Records from a data source:
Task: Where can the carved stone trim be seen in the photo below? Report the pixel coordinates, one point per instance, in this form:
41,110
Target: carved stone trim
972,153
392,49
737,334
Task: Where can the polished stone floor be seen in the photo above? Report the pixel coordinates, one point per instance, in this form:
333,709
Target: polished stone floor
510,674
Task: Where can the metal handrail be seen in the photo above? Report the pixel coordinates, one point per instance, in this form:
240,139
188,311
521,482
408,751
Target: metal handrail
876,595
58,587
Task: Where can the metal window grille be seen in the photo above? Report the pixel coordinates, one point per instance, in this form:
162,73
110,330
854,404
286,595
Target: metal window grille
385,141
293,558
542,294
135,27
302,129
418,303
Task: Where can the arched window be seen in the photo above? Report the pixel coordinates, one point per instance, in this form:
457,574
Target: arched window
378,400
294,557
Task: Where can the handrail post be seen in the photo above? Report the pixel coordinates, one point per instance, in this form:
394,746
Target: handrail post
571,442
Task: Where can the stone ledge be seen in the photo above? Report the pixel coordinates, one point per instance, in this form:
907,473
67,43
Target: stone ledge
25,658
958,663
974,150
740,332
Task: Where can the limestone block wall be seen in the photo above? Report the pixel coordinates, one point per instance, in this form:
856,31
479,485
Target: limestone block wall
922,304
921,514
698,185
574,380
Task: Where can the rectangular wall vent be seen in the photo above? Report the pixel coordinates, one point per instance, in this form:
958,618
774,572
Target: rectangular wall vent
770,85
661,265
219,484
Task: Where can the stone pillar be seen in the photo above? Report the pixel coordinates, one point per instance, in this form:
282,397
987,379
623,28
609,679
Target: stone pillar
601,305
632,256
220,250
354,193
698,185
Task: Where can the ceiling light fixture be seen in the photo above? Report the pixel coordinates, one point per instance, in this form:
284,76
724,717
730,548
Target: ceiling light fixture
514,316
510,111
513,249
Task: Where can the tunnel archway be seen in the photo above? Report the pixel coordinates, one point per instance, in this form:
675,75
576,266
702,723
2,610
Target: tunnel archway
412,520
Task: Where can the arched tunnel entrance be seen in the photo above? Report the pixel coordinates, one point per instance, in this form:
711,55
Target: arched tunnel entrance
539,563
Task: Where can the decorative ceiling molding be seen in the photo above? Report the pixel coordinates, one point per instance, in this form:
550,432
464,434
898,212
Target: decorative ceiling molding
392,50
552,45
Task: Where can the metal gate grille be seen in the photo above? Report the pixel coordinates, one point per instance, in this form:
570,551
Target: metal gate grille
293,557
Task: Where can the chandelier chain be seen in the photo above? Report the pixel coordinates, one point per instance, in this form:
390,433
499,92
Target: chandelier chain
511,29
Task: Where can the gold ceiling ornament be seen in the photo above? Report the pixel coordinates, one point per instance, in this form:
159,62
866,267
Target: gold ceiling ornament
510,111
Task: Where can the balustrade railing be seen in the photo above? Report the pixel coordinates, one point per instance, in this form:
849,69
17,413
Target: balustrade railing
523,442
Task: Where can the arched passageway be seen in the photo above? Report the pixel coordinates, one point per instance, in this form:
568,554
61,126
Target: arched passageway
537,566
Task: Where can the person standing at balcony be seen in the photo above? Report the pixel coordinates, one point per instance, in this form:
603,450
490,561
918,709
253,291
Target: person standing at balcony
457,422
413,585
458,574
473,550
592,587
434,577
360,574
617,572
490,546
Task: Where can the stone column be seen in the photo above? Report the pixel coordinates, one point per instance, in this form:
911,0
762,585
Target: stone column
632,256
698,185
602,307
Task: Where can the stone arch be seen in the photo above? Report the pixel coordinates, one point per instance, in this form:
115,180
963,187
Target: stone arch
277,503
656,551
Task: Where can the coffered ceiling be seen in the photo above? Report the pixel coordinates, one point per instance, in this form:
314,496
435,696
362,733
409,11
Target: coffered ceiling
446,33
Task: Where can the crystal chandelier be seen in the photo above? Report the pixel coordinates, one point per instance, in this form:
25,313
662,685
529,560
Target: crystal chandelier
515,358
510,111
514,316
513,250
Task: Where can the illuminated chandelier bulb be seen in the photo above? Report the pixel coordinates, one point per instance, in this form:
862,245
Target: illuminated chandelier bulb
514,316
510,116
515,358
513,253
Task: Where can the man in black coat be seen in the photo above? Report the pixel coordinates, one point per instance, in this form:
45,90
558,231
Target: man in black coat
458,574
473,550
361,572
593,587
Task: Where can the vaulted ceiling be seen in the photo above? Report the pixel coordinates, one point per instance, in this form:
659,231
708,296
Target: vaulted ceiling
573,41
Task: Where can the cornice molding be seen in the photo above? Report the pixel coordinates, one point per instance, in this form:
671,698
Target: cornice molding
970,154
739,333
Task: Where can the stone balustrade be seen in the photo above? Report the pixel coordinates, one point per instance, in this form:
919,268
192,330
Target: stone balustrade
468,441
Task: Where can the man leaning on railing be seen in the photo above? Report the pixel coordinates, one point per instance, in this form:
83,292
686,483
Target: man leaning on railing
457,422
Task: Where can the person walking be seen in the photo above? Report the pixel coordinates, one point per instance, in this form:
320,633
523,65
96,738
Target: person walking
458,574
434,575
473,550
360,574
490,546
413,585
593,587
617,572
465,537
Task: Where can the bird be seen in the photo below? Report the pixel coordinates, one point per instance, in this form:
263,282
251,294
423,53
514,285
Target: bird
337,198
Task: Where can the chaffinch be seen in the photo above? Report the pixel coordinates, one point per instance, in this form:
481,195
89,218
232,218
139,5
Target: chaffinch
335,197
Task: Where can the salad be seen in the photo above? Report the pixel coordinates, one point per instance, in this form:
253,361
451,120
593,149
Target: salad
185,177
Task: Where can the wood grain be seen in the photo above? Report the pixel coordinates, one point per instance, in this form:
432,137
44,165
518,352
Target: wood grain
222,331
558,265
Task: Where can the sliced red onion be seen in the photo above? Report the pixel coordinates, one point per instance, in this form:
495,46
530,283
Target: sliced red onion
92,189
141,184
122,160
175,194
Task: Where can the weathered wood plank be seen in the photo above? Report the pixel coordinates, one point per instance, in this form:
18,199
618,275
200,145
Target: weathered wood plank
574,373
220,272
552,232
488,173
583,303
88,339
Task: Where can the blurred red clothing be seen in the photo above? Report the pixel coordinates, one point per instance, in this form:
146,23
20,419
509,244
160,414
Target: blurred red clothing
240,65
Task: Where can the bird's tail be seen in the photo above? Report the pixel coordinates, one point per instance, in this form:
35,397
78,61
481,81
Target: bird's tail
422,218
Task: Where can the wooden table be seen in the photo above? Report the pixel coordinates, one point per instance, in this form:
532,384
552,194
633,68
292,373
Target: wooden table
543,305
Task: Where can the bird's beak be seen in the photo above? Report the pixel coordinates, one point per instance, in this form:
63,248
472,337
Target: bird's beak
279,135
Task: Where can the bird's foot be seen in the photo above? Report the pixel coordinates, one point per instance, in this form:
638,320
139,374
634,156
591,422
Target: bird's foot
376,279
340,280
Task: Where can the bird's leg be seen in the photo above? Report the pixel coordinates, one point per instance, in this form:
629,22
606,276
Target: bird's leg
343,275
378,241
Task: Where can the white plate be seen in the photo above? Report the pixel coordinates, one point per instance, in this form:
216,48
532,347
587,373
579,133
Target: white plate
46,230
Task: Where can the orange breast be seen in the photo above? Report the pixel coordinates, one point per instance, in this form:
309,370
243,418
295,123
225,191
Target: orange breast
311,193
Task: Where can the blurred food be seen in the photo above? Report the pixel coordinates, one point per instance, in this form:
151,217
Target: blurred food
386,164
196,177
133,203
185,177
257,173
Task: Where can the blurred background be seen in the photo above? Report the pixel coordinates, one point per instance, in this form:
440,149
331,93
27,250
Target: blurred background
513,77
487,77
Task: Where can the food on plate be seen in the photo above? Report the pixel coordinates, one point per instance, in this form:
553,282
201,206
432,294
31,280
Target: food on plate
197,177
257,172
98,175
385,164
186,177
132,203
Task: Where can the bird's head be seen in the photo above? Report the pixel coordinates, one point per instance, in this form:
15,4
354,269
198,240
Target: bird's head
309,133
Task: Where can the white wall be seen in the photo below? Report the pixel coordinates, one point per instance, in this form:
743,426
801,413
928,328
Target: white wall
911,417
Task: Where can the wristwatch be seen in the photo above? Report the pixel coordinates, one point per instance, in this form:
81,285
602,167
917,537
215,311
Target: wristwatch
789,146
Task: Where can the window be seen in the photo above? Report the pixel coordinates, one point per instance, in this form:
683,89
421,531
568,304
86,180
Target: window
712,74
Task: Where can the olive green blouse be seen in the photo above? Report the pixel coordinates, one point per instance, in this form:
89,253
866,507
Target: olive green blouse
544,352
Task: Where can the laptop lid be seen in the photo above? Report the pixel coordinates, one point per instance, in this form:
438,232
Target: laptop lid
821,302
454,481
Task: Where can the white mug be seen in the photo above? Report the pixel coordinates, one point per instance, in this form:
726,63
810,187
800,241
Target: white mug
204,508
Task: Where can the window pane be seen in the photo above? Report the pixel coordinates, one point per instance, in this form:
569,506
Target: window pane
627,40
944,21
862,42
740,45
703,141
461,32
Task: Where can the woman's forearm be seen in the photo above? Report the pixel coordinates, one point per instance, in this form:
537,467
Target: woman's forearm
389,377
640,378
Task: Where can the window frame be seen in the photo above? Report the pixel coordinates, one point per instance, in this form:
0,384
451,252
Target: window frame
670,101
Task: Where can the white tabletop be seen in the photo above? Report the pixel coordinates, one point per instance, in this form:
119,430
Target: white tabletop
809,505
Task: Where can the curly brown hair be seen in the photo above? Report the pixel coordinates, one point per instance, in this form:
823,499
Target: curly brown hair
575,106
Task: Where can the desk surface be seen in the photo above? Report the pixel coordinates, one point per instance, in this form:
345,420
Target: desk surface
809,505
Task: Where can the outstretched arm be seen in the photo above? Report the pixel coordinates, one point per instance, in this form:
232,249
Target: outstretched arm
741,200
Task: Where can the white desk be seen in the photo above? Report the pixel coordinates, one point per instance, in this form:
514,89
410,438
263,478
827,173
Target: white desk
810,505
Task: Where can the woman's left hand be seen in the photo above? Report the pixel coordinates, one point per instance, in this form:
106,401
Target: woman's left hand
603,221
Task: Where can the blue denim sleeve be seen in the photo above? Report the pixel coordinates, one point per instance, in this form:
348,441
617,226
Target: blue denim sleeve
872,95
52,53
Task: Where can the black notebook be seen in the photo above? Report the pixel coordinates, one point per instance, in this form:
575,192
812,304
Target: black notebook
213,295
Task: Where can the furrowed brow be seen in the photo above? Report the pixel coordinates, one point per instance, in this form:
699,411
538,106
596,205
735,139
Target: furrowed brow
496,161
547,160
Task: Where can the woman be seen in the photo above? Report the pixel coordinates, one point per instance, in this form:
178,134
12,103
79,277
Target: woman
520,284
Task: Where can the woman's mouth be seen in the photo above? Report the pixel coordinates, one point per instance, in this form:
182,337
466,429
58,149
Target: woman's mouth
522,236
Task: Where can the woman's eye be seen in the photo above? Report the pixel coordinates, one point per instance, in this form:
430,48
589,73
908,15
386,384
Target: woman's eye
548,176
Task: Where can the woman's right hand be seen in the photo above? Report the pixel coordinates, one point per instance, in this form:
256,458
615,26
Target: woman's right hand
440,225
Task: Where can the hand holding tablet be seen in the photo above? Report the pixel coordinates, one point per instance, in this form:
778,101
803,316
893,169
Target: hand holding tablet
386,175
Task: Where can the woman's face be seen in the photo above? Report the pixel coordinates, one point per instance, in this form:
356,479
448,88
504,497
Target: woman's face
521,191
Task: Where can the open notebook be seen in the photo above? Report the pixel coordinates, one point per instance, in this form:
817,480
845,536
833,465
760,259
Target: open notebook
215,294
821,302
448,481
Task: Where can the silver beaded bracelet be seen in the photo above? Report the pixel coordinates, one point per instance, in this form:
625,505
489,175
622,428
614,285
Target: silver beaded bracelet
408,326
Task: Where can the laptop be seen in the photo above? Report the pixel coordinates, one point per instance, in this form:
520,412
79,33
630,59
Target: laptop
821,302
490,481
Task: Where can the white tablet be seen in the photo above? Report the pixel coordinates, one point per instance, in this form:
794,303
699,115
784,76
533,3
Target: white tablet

**Problem details**
Among the lines above, which ones hold the string "below"? Show them.

**Final answer**
Task: Where can the carved stone trim be seen in the photo below? Report the pixel coordinates, one point per instance, in this form:
Task: Where can the bird be seen in the photo below? Report the pixel coordinates, one point per instance, in this form:
Task: Where can the white wall be seen in the photo below? Report the pixel coordinates, one point per instance, in this form:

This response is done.